Activity 1: Which harms or drawbacks does the passage on developing spiritual powers attribute to artificial methods and to the selfish use of such powers?
Activity 2: Can you carry on the passage on developing spiritual powers from the point where it stops?

------ Extract to read

There should be a word of warning about the folly of trying to reach spiritual illumination by artificial methods. Astral sight is sometimes quickly developed by crystal gazing and also by a certain regulation of the breathing. For two reasons such methods should be avoided. One is that any powers thus gained can not be permanent, and the other is that they may be more or less dangerous. Many people have made physical wrecks of themselves or have become insane by some of these methods.
There are those who advertise to quickly teach clairvoyance, for a consideration, as though spiritual powers could really be conferred instead of evolved! It is true that efforts toward the evolution of such powers may be enormously aided by teachers, but such instruction can not be bought, and the offer to furnish it for money is the best evidence of its worthlessness. Those who teach this ancient wisdom select their own pupils from the morally fit, and tuition can be paid only in devotion to truth and service to humanity. That is the only road that leads to instruction worth having, and until the aspirant is firmly upon that sound moral ground he is much better off without powers, the selfish use of which would lead to certain disaster.

------------
------ Supplied material

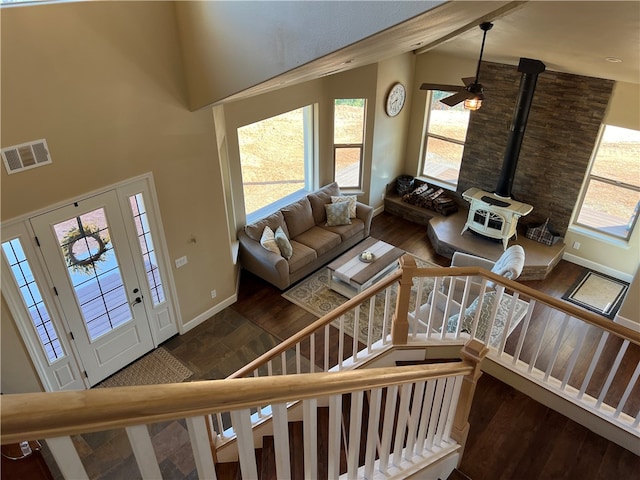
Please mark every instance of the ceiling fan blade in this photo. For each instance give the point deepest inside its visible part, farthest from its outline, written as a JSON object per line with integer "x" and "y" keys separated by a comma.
{"x": 441, "y": 87}
{"x": 456, "y": 98}
{"x": 468, "y": 81}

------------

Output 1:
- Powers gained that way cannot be permanent.
- They may be more or less dangerous.
- Many people have made physical wrecks of themselves.
- Some have become insane.
- The selfish use of powers would lead to certain disaster.

Output 2:
But how shall the pupil find the teacher? He need not find him, at first, so far as the limited consciousness is concerned. Long before he knows anything of it in his waking hours he may be receiving instruction while he is out of the physical body during the hours of sleep. The teacher finds the pupil long before the pupil suspects that the teacher exists; and since it is the pupil who has the limited consciousness it is quite natural that it should be so. Thus it is inevitable that all who enter upon the way that leads to spiritual illumination must long remain ignorant of the fact that any teachers are interested in them or that anybody is giving the slightest attention to them. Naturally enough one cannot know until the moment arrives when his brain has become sufficiently sensitive to retain a memory of at least a fragment of his superphysical experiences.